Freud considerou a dissociação como um mecanismo de defesa. Era uma estratégia da mente, por meio da qual podia afastar, esconder e sufocar determinadas cargas emocionais e experiências no inconsciente pelo simples fato de que não podia tolerar ou aceitar a parte consciente.
O modelo estrutural da mente
Freud não descobriu o inconsciente, nós sabemos que ele não foi a primeira pessoa a falar sobre isso. No entanto, ele foi a primeira pessoa que tornou esse conceito um sistema constitutivo do ser humano. Ele dedicou toda sua vida a essa ideia, até o ponto de afirmar que a maioria dos nossos processos psíquicos são, em si mesmos, inconscientes e que os processos conscientes não passam de atos isolados ou frações de todo esse substrato subterrâneo que se encontra embaixo da parte visível do iceberg.
No entanto, entre 1920 e 1923 Freud deu mais um passo e reformulou um pouco mais sua teoria sobre a mente para introduzir o que hoje se conhece como o modelo estrutural das instâncias psíquicas, onde se incluem as clássicas entidades do “ego, id e superego”, Vamos analisá-las em detalhe.

#### [Linhas extraídas]
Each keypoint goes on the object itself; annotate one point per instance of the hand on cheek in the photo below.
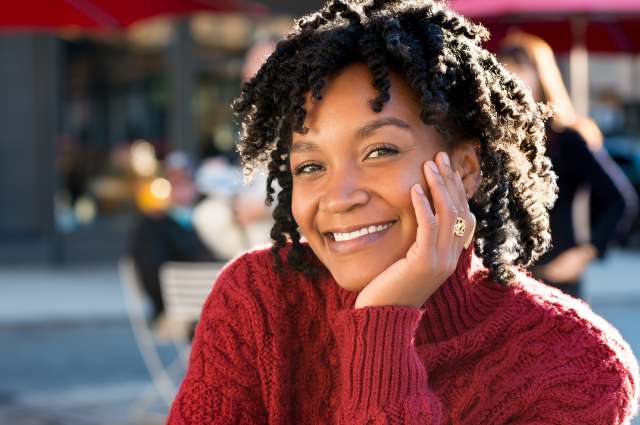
(434, 255)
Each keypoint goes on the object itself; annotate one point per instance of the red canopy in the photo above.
(609, 26)
(106, 14)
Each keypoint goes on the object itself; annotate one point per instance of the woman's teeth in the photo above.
(361, 232)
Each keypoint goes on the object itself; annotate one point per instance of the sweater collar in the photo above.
(465, 300)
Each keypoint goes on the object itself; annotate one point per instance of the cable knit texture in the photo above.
(280, 349)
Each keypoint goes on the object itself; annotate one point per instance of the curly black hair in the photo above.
(465, 93)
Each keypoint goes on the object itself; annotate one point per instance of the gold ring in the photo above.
(459, 227)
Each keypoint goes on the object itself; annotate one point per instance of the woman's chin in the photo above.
(354, 282)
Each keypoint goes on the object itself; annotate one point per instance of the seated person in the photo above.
(168, 235)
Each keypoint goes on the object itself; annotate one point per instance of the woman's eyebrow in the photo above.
(372, 126)
(302, 146)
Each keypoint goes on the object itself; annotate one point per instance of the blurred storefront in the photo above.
(86, 119)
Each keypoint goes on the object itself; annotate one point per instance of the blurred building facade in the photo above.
(77, 109)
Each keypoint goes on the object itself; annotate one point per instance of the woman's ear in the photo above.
(465, 160)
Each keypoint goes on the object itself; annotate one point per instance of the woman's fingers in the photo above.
(427, 224)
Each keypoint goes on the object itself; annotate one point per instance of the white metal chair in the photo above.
(180, 312)
(185, 287)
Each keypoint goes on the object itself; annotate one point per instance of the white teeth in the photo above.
(361, 232)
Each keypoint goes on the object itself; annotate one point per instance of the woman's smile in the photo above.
(348, 241)
(352, 175)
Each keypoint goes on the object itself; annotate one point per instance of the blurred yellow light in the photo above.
(160, 188)
(143, 158)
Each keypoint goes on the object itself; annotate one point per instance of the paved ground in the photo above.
(73, 360)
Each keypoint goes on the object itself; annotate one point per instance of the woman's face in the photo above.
(352, 175)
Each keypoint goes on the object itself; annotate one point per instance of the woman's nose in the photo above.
(342, 194)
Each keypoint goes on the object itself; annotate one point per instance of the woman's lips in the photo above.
(352, 245)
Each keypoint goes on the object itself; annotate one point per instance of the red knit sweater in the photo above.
(279, 349)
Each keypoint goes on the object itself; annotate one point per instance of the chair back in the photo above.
(185, 287)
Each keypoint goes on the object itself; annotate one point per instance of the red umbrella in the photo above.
(603, 26)
(106, 14)
(576, 26)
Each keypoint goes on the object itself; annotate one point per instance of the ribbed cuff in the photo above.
(378, 362)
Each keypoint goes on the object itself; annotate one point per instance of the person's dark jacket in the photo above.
(156, 240)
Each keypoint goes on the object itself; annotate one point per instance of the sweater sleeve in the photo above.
(596, 382)
(222, 384)
(383, 379)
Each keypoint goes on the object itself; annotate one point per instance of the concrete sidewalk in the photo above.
(71, 294)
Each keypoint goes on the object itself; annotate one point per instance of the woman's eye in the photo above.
(306, 169)
(382, 151)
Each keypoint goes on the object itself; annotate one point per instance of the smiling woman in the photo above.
(413, 166)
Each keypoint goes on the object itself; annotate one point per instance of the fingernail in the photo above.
(445, 159)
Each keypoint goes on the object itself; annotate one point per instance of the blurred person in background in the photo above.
(168, 234)
(234, 218)
(574, 144)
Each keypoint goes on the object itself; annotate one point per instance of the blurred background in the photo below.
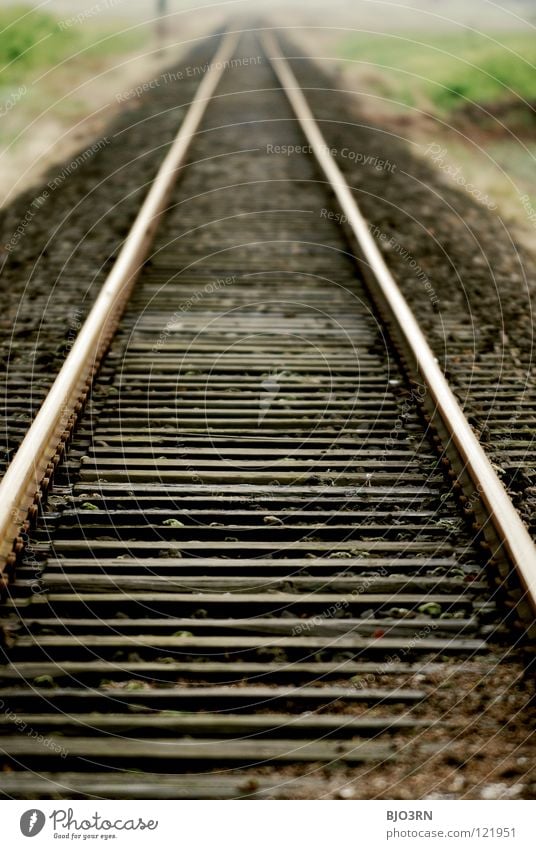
(456, 72)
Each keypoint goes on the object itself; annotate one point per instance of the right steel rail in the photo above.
(503, 529)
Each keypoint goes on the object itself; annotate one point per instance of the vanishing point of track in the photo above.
(236, 523)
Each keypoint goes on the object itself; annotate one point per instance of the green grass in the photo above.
(32, 41)
(445, 71)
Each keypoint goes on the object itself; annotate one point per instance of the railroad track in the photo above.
(253, 567)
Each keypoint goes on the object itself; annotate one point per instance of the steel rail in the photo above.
(41, 448)
(510, 537)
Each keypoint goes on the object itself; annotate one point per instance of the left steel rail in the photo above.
(29, 473)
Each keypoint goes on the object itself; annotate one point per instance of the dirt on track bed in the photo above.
(58, 240)
(470, 285)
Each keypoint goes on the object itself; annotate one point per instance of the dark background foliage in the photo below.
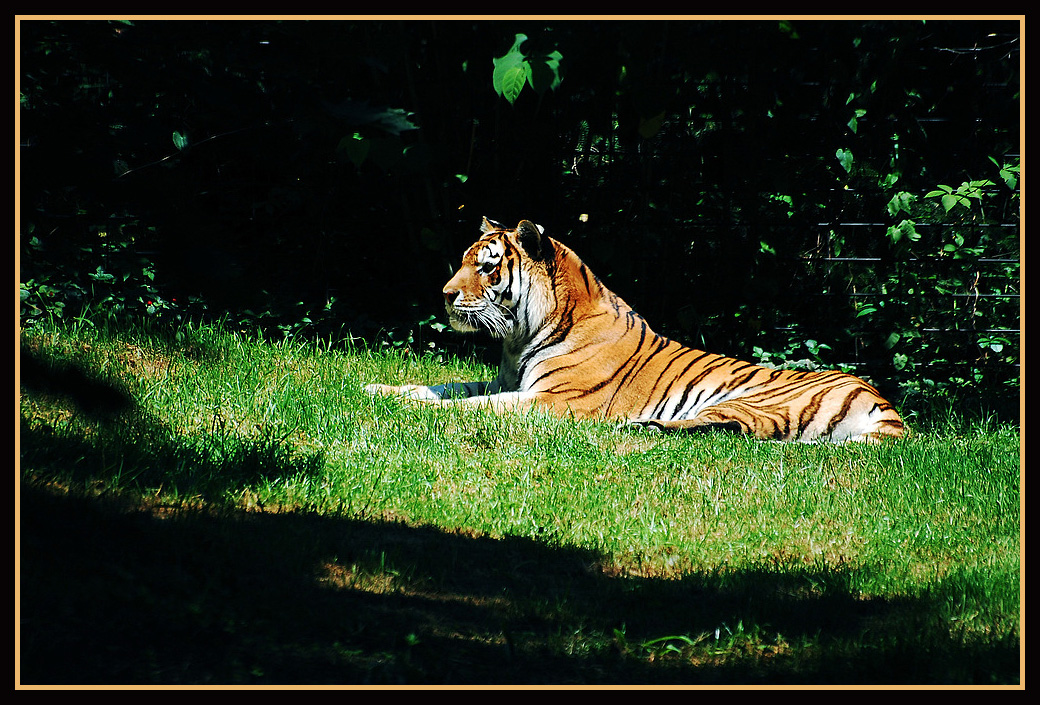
(772, 190)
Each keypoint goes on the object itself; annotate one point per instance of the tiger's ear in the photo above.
(530, 238)
(490, 226)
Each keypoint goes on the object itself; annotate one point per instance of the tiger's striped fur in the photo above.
(572, 345)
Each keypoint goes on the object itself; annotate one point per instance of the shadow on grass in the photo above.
(113, 592)
(117, 595)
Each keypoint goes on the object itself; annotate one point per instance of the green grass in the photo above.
(201, 507)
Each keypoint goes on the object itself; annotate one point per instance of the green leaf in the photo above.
(511, 72)
(845, 158)
(901, 202)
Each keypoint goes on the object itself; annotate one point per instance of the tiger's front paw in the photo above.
(650, 424)
(414, 392)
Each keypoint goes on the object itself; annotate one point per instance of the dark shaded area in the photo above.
(121, 590)
(115, 595)
(81, 387)
(321, 178)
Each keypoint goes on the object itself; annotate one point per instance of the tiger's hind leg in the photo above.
(732, 417)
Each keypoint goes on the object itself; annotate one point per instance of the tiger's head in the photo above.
(501, 286)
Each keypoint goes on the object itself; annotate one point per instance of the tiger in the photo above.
(574, 347)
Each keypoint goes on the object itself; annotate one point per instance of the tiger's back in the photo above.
(572, 345)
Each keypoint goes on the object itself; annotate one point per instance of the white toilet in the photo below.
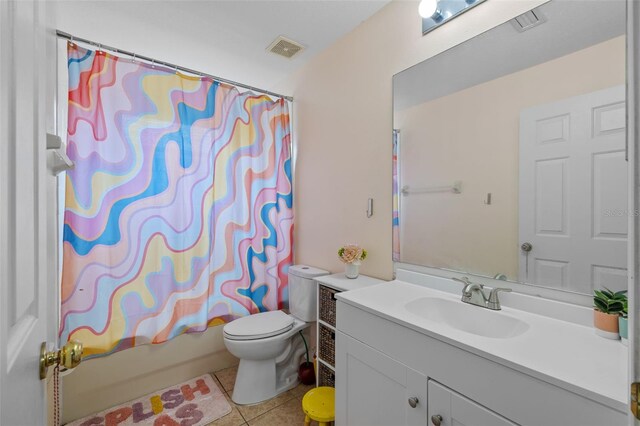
(269, 345)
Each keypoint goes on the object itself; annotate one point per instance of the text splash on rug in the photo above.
(197, 401)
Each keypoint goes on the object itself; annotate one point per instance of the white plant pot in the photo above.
(352, 270)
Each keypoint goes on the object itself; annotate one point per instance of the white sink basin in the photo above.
(470, 319)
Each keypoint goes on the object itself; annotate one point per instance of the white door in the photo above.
(447, 407)
(27, 313)
(373, 389)
(573, 193)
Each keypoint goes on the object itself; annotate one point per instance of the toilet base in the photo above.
(260, 380)
(256, 383)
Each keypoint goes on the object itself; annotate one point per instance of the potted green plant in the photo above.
(623, 322)
(607, 306)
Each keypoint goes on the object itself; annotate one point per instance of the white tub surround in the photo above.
(548, 372)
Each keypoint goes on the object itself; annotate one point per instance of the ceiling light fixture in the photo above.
(436, 12)
(428, 8)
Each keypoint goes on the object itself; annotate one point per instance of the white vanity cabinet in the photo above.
(381, 391)
(447, 407)
(328, 287)
(381, 364)
(377, 389)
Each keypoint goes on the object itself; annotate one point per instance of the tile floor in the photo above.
(283, 410)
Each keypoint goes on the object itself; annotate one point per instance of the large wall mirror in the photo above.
(509, 152)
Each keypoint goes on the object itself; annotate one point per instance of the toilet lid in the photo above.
(259, 326)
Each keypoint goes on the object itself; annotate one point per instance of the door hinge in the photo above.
(635, 399)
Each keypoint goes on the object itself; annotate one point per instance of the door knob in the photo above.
(69, 356)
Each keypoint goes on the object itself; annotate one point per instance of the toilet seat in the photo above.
(259, 326)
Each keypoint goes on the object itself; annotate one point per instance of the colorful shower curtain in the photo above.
(396, 197)
(178, 213)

#### [Atividades propostas]
1. Segundo o texto sobre Freud, com que finalidade ele reformulou sua teoria sobre a mente entre 1920 e 1923? Responda em uma a três frases.
2. Transcreva do texto sobre Freud o trecho que começa em "Freud considerou a" e termina em "a parte consciente.".
As linhas constituem um material à parte, independente do texto.

#### [Resolução das atividades]
1. Freud reformulou sua teoria para introduzir o que hoje se conhece como o modelo estrutural das instâncias psíquicas. Nesse modelo se incluem as clássicas entidades do ego, do id e do superego.

2.
Freud considerou a dissociação como um mecanismo de defesa. Era uma estratégia da mente, por meio da qual podia afastar, esconder e sufocar determinadas cargas emocionais e experiências no inconsciente pelo simples fato de que não podia tolerar ou aceitar a parte consciente.